## WORK INSTRUCTIONS
Copy every record below exactly.
-- BEGIN GIVEN ENTRIES --
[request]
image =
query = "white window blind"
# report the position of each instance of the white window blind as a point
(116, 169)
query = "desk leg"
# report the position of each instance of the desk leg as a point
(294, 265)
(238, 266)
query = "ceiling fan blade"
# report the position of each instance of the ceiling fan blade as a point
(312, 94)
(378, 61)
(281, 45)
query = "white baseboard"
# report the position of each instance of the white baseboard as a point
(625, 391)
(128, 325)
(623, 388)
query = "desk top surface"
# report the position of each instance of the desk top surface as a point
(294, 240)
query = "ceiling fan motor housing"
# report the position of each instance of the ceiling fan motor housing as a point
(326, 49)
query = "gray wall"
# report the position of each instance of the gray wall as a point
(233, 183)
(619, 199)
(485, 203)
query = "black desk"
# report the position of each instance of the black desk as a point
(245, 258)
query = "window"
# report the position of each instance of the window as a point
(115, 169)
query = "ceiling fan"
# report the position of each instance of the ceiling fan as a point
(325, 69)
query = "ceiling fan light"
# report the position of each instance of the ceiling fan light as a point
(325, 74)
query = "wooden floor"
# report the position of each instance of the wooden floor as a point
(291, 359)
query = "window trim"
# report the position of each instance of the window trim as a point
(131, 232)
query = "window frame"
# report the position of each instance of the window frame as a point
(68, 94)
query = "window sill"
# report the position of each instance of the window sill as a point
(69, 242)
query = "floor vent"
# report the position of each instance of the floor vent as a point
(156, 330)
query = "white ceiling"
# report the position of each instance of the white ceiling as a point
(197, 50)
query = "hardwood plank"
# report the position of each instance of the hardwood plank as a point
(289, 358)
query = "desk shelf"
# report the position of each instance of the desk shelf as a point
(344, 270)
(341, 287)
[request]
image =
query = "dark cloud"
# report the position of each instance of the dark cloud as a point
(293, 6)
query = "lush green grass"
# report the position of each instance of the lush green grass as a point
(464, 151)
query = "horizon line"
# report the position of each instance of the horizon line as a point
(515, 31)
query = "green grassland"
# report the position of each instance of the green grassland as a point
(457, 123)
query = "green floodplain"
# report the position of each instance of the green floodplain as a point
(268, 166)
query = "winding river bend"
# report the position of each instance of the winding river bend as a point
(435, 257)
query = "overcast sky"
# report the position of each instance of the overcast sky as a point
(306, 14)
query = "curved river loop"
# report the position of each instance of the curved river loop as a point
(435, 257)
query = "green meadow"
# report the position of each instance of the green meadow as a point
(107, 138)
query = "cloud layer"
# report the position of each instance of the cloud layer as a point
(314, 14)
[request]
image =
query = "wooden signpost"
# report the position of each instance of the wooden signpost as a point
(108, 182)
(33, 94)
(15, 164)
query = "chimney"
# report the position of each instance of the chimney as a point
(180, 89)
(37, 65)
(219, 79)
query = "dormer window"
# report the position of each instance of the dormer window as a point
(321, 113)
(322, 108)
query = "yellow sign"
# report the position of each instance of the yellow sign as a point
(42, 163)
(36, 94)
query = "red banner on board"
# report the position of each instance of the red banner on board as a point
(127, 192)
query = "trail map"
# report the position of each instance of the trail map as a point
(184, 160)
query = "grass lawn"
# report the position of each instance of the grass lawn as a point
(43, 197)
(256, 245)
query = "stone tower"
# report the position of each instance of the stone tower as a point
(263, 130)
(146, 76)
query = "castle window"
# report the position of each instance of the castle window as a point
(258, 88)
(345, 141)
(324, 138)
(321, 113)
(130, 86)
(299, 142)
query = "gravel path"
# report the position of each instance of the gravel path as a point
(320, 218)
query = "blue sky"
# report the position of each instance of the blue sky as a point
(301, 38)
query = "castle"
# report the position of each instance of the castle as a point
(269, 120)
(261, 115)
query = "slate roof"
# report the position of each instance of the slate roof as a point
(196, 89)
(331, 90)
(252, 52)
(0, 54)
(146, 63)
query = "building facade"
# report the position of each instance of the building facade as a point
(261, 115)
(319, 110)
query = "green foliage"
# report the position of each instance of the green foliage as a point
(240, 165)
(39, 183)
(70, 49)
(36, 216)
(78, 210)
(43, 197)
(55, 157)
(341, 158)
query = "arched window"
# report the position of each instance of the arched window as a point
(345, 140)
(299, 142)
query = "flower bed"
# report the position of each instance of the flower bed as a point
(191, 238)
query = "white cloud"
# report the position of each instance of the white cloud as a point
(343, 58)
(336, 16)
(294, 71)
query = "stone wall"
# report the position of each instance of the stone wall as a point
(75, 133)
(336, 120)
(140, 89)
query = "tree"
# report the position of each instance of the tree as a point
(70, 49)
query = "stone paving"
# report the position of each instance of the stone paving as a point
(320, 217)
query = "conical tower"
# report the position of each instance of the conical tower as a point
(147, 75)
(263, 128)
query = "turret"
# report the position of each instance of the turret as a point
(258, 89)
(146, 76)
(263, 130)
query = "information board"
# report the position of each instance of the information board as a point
-- END GIVEN ENTRIES --
## RESPONSE FOR THIS EXERCISE
[request]
image =
query = "white window blind"
# report the position of each instance of the white window blind as a point
(116, 169)
query = "desk leg"
# report the position of each instance of the desk leg as a point
(294, 265)
(238, 266)
query = "ceiling fan blade"
# report the position of each instance of the ceiling fan blade as a point
(312, 94)
(378, 61)
(281, 45)
query = "white baseboard"
# report the position of each instance of the white baseboard as a point
(625, 391)
(128, 325)
(623, 388)
query = "desk top surface"
# report the position of each instance of the desk top surface as a point
(294, 240)
query = "ceiling fan motor housing"
# report the position of each instance of the ceiling fan motor housing as a point
(326, 49)
query = "gray wall"
# report the position of each instance of the gray wall as a point
(233, 183)
(619, 199)
(485, 203)
query = "black desk"
# report the position of each instance of the black desk as a point
(245, 258)
query = "window"
# report the position of each instance of the window as a point
(115, 169)
query = "ceiling fan"
# report the position of each instance of the ceiling fan as a point
(325, 69)
query = "ceiling fan light"
# report the position of each instance of the ceiling fan light as a point
(325, 74)
query = "wooden floor"
# report the position of each instance of the wooden floor as a point
(291, 359)
query = "window trim"
# report the position of each instance of the window trim as a point
(131, 232)
query = "window frame"
# report the position of each instance of the window frame as a point
(68, 94)
query = "window sill"
# report the position of each instance of the window sill as a point
(69, 242)
query = "floor vent"
# report the position of each instance of the floor vent as a point
(156, 330)
query = "white ceiling"
# report the position of each instance of the white ceiling as a point
(197, 50)
query = "hardwood plank"
# report the position of each instance of the hardwood plank as a point
(289, 358)
query = "desk shelf"
# report the position of each instance of the desk shelf as a point
(344, 270)
(341, 287)
[request]
image =
query = "dark cloud"
# report the position of each instance of the dark cloud as a point
(293, 6)
query = "lush green grass"
# report the position of each instance of the lush green grass as a point
(464, 151)
query = "horizon line"
# report the position of each instance of the horizon line as a point
(515, 31)
query = "green grassland"
# report the position of each instance of the green grassland as a point
(457, 123)
query = "green floodplain"
# report the position of each instance of the green floodplain as a point
(268, 166)
query = "winding river bend"
# report the position of each instance of the winding river bend as a point
(435, 257)
query = "overcast sky"
# report the position of each instance of the overcast sky as a point
(306, 14)
query = "curved river loop"
# report the position of each instance of the curved river loop as a point
(435, 257)
query = "green meadow"
# report the position of each instance of the green meadow as a point
(107, 138)
query = "cloud layer"
# report the position of each instance of the cloud layer as a point
(314, 14)
[request]
image =
query = "wooden signpost"
# report the position of each instance of the wooden signpost as a point
(108, 182)
(33, 94)
(15, 164)
query = "chimney"
# report the position of each instance of the chimney as a point
(180, 89)
(37, 65)
(219, 79)
query = "dormer window"
# report the position of each instance of the dormer window as a point
(321, 113)
(322, 108)
query = "yellow sign"
# report the position of each instance of the yellow sign as a point
(42, 163)
(36, 94)
query = "red banner on board"
# report the position of each instance of the red banner on board as a point
(127, 192)
query = "trail map"
# report the position of each instance of the trail map as a point
(184, 160)
query = "grass lawn"
# report the position of each instance of the grass lawn as a point
(43, 197)
(256, 245)
query = "stone tower"
# report the position of each instance of the stone tower as a point
(263, 130)
(146, 76)
query = "castle window"
# report the position of each instance of the castle window as a point
(258, 88)
(345, 141)
(324, 138)
(321, 113)
(130, 86)
(299, 142)
query = "gravel path"
# report the position of each instance of the gravel path as a point
(320, 218)
query = "blue sky"
# report the position of each instance of the blue sky as a point
(301, 38)
query = "castle"
# report the position of each instance of the castle as a point
(269, 120)
(261, 115)
query = "slate roof"
# report the position of each instance of the slate roof as a point
(196, 89)
(331, 90)
(252, 52)
(0, 54)
(146, 63)
query = "building facade"
# report the position of each instance of the building facade as a point
(261, 115)
(319, 110)
query = "green foliage"
# report the position of each instance of the green foliage as a point
(240, 165)
(39, 183)
(70, 49)
(36, 216)
(78, 210)
(43, 197)
(55, 157)
(341, 158)
query = "arched window"
# report the position of each instance of the arched window as a point
(345, 140)
(299, 142)
query = "flower bed"
# report the position of each instance of the flower bed as a point
(191, 238)
query = "white cloud"
# report the position of each instance of the white cloud as a point
(343, 58)
(336, 16)
(294, 71)
query = "stone wall"
# report the position of each instance of the stone wall as a point
(75, 133)
(336, 120)
(140, 89)
query = "tree"
# report the position of each instance of the tree as a point
(70, 49)
query = "stone paving"
# report the position of each instance of the stone paving as a point
(320, 217)
query = "conical tower"
# report the position of each instance of the conical tower as a point
(147, 75)
(263, 128)
query = "turret"
# report the position of each instance of the turret as a point
(258, 89)
(146, 76)
(263, 130)
query = "information board"
# report the position of each instance of the information board as a point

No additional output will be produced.